_Tujuan Tugas 1_.
Bagaimana terjemahan bahasa Inggris dari kalimat "Roh akan tepat jatuh ke kawah apabila tali gantungan itu putus." dalam kisah Jaratkaru?
_Tujuan Tugas 2_.
Perbarui bagian kisah Jaratkaru mulai dari "Tersebutlah seorang Brahmana" hingga dan termasuk "sajalah yang dipentingkan." dengan mengganti "butir-butir padi" menjadi "bulir-bulir padi".
_Tujuan Tugas 3_.
Apakah setiap pernyataan berikut sesuai dengan kisah Jaratkaru? Jawab ya atau tidak, lalu kutip kata-kata penentu dari teks. (a) Jaratkaru adalah putra seorang wiku. (b) Maha Raja Parikesit dikutuk oleh Bhagawan Srenggi. (c) Roh leluhur Jaratkaru tergantung pada pohon beringin.

_Artikel_.
Thursday, 4 April 2019

Pelaksanaan Bahmacari Membawa Akibat Bagi leluhurnya

April 04, 2019


“Pelaksanaan Bahmacari Membawa Akibat Bagi leluhurnya

Tersebutlah seorang Brahmana yang bernama sang Jaratkaru. Ia yang bernama Jaratkaru, sangatlah takut pada kesengsaraan hidup ini. Jaratkaru adalah putra seorang wiku terpilih atas ketetapan budinya. Beliau begitu rajin mengambil butir-butir padi yang tercecer di jalan atau di sawah lalu dipungut dan dicucinya. Apabila sudah terkumpul banyak lalu ditanaknya, digunakan sebagai korban kepada para Dewa dan juga untuk di hidangkan kepada para tamu. Demikianlah ketetapan budi leluhurnya Jaratkaru, tidak terikat oleh cinta asmara, tidak memikirkan istri melainkan bertapa sajalah yang dipentingkan.
Dikisahkan sekarang Sang Maha Raja Parikesit berburu kemudian dikutuk oleh Bhagawan Srenggi supaya digigit naga Taksaka. Pada kesempatan itulah Jaratkaru bertapa. Setelah ia berhasil bertapa mahir atas segala mantra-mantra ia dibolehkan memasuki segala tempat, termasuk tempat-tempat yang dikehendaki yaitu tempat di antara surga dan neraka namanya Ayatanasthana. Pada tempat neraka ditemukan roh leluhurnya sadang terhukum tergantung pada pohon bamboo besar, mukanya tertelungkup ke bawah kakinya diikat sedangkan di bawahnya ada jurang yang sangat dalam, jalan akan menuju kawah neraka. Roh akan tepat jatuh ke kawah apabila tali gantungan itu putus. Di lain pihak seekor tikus sedang menggigit pohon bamboo tersebut. Peristiwa ini sangat kritis dan sangat mengerikan bagi para roh yang terhukum. Melihat kejadian ini Jaratkaru berlinang-linang air matanya kasihan menyaksikan roh terhukum tersebut.

Entri kutipan dari sebuah koleksi
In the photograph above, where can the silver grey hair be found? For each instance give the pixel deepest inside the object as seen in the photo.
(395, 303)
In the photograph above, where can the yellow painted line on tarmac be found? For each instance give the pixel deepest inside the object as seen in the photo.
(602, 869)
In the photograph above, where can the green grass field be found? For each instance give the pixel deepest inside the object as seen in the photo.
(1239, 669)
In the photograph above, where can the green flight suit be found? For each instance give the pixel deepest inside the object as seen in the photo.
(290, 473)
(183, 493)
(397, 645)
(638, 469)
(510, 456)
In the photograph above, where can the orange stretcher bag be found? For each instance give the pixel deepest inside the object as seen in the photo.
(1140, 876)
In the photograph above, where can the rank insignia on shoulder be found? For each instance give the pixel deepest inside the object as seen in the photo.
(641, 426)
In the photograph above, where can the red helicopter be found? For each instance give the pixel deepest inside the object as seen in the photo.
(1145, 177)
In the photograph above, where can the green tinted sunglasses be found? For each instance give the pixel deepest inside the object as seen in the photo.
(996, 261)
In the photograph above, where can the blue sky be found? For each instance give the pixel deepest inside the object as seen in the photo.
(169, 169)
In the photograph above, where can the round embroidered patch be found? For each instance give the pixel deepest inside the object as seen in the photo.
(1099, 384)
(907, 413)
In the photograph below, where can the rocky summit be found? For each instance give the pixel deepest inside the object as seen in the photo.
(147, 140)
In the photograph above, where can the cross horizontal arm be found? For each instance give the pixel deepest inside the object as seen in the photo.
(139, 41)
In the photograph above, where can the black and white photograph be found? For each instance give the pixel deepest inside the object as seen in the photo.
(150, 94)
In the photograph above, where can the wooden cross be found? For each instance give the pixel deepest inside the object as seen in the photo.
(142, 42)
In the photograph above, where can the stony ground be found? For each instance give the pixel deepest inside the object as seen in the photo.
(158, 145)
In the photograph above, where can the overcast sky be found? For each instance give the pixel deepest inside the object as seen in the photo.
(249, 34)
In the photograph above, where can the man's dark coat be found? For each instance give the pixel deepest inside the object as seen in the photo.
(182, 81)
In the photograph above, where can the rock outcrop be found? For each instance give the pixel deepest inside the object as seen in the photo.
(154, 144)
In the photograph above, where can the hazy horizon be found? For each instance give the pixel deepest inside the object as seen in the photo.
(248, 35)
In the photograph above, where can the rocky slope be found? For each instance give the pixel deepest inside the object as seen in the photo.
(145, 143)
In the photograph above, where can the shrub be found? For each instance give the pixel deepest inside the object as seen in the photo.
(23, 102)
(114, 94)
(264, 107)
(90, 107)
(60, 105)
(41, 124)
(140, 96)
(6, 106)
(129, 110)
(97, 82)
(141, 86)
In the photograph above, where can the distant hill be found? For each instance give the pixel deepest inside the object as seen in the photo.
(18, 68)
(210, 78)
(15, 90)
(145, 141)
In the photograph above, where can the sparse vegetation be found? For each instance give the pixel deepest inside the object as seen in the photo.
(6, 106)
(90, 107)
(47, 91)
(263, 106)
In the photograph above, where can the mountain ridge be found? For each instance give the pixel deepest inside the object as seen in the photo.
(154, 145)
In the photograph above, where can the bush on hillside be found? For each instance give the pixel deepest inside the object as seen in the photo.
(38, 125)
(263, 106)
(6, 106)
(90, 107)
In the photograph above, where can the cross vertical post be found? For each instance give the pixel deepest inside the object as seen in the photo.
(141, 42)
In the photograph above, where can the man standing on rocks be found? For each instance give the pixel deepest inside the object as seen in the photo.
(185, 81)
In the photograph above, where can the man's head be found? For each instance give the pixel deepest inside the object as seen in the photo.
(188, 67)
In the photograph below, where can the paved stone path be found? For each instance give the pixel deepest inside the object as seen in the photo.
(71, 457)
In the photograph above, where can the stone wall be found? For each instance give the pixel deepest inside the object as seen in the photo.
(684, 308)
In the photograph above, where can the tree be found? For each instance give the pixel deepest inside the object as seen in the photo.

_Keluaran Lengkap 1_.
The spirit would fall straight into the crater if the hanging rope broke.

_Keluaran Lengkap 2_.
Tersebutlah seorang Brahmana yang bernama sang Jaratkaru. Ia yang bernama Jaratkaru, sangatlah takut pada kesengsaraan hidup ini. Jaratkaru adalah putra seorang wiku terpilih atas ketetapan budinya. Beliau begitu rajin mengambil bulir-bulir padi yang tercecer di jalan atau di sawah lalu dipungut dan dicucinya. Apabila sudah terkumpul banyak lalu ditanaknya, digunakan sebagai korban kepada para Dewa dan juga untuk di hidangkan kepada para tamu. Demikianlah ketetapan budi leluhurnya Jaratkaru, tidak terikat oleh cinta asmara, tidak memikirkan istri melainkan bertapa sajalah yang dipentingkan.

_Keluaran Lengkap 3_.
(a) Ya: "Jaratkaru adalah putra seorang wiku terpilih atas ketetapan budinya."
(b) Ya: "Sang Maha Raja Parikesit berburu kemudian dikutuk oleh Bhagawan Srenggi supaya digigit naga Taksaka."
(c) Tidak: "tergantung pada pohon bamboo besar"